→ Passage for review:
|---|
In a particular embodiment, the constant charge current is in the range from 0.1 C to 5 C, preferably, 0.5·C to 2·C. The unit C is used to indicate the charge current that is necessary to recharge a battery in one hour (h). If e.g. a rechargeable battery has a capacity of 22 mAh, a current of 1 C for that battery would be 22 mA. In an embodiment, the charge current is smaller than or equal to 50 mA, such as smaller than or equal to 30 mA, such as smaller than or equal to 15 mA, such as smaller than or equal to 10 mA. In an embodiment, the charge current is in the range from 10 mA to 50 mA, e.g. 20 mA to 35 mA.
|---|
→ Dataset records:

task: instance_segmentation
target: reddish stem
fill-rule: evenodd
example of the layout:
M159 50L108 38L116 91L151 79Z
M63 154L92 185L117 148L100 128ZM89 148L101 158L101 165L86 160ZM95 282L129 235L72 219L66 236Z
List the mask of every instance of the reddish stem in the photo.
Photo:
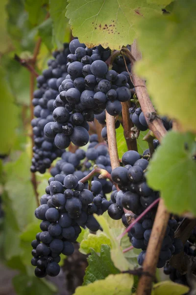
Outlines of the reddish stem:
M147 214L147 213L150 210L151 210L152 208L154 207L154 206L159 203L159 201L160 198L158 198L158 199L154 201L154 202L152 202L151 204L150 204L146 209L145 209L145 210L143 211L143 212L140 215L139 215L139 216L138 216L136 219L135 219L133 222L131 223L131 224L130 224L128 226L128 227L126 228L124 232L122 233L122 234L120 235L117 238L120 239L122 238L123 236L125 236L127 233L128 233L128 232L129 232L129 231L133 227L134 224L135 224L136 223L137 223L137 222L139 221L140 219L141 219L142 217L143 217Z
M35 77L38 77L39 74L35 71L34 67L29 64L29 63L27 62L26 60L25 59L22 59L17 54L15 54L14 56L14 59L20 62L21 65L26 68L30 73L32 74Z
M130 247L128 247L128 248L126 248L126 249L124 249L124 250L122 250L122 252L123 253L125 253L126 252L130 251L131 250L133 250L133 249L134 249L134 247L133 247L133 246L130 246Z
|---|
→ Your assignment: Please edit the charge current passage from "In a particular" up to and including "mA to 35 mA.", and put "secondary cell" wherever "rechargeable battery" stands.

→ Response to the exercise:
In a particular embodiment, the constant charge current is in the range from 0.1 C to 5 C, preferably, 0.5·C to 2·C. The unit C is used to indicate the charge current that is necessary to recharge a battery in one hour (h). If e.g. a secondary cell has a capacity of 22 mAh, a current of 1 C for that battery would be 22 mA. In an embodiment, the charge current is smaller than or equal to 50 mA, such as smaller than or equal to 30 mA, such as smaller than or equal to 15 mA, such as smaller than or equal to 10 mA. In an embodiment, the charge current is in the range from 10 mA to 50 mA, e.g. 20 mA to 35 mA.